Picture shape labeling items:

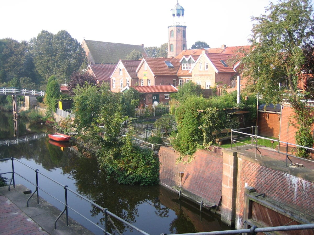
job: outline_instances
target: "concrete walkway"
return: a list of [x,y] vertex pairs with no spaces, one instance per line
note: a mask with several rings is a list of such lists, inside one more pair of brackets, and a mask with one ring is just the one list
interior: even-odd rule
[[[67,226],[65,216],[62,215],[54,222],[61,212],[40,197],[37,204],[36,195],[30,200],[29,207],[26,201],[30,194],[24,185],[0,187],[0,233],[1,234],[91,234],[93,233],[76,221],[69,218]],[[65,214],[65,212],[64,213]]]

WHAT TO WORK ON: Transcribe every entry word for word, but skip the pictures.

SOLUTION TO THIS PROBLEM:
job: outline_instances
target: "concrete walkway"
return: a list of [x,y] vertex pairs with no spaces, one instance per line
note: a mask with several rings is a list of such lists, inside one more pair of brackets, and a mask with one ring is just the one list
interior: even-odd rule
[[[67,226],[65,216],[62,215],[54,222],[61,212],[40,197],[37,204],[36,195],[30,200],[29,207],[26,201],[30,194],[24,185],[0,187],[0,233],[1,234],[91,234],[93,233],[76,221],[69,218]],[[65,214],[65,212],[64,213]]]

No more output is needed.